[Region segmentation data]
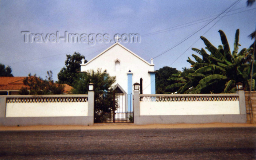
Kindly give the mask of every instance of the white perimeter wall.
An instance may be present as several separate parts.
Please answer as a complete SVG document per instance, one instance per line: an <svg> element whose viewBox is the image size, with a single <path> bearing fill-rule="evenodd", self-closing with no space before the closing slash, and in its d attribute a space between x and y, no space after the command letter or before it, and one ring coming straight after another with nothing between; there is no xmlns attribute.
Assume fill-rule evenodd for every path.
<svg viewBox="0 0 256 160"><path fill-rule="evenodd" d="M239 114L239 102L140 102L140 116Z"/></svg>
<svg viewBox="0 0 256 160"><path fill-rule="evenodd" d="M7 103L6 117L86 116L88 102Z"/></svg>
<svg viewBox="0 0 256 160"><path fill-rule="evenodd" d="M120 70L118 71L115 70L115 61L117 59L120 61ZM150 74L148 72L154 71L154 66L143 62L119 45L113 46L89 63L81 65L81 71L97 70L97 68L101 68L102 71L106 70L110 76L116 76L114 85L118 83L128 94L132 94L128 93L127 88L127 73L131 70L133 73L132 84L139 83L142 78L143 93L151 93Z"/></svg>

:: WRITTEN PROBLEM ::
Without the pictures, write out all of the material exactly.

:: FINAL ANSWER ::
Kindly give the mask of every instance of the white perimeter wall.
An instance may be present as several separate parts.
Please answer as a complete SVG document per instance, one instance per line: an <svg> element whose viewBox is the image size, with a single <path> bearing fill-rule="evenodd", self-closing with no space before the closing slash, and in its d attribute a space between x and y, no space after the command letter or before it, and one ring coming straight after another with nothing between; there is no xmlns attribute.
Assume fill-rule evenodd for every path.
<svg viewBox="0 0 256 160"><path fill-rule="evenodd" d="M239 114L239 102L140 102L140 116Z"/></svg>
<svg viewBox="0 0 256 160"><path fill-rule="evenodd" d="M7 103L6 117L86 116L88 102Z"/></svg>
<svg viewBox="0 0 256 160"><path fill-rule="evenodd" d="M120 70L118 71L115 70L115 61L117 59L120 61ZM150 74L148 72L154 71L154 66L143 62L119 45L113 46L89 63L81 65L81 71L97 70L97 68L101 68L102 71L106 70L110 76L116 76L114 85L118 83L128 94L132 94L128 93L127 88L127 73L131 70L133 73L132 84L139 83L142 78L143 93L151 93Z"/></svg>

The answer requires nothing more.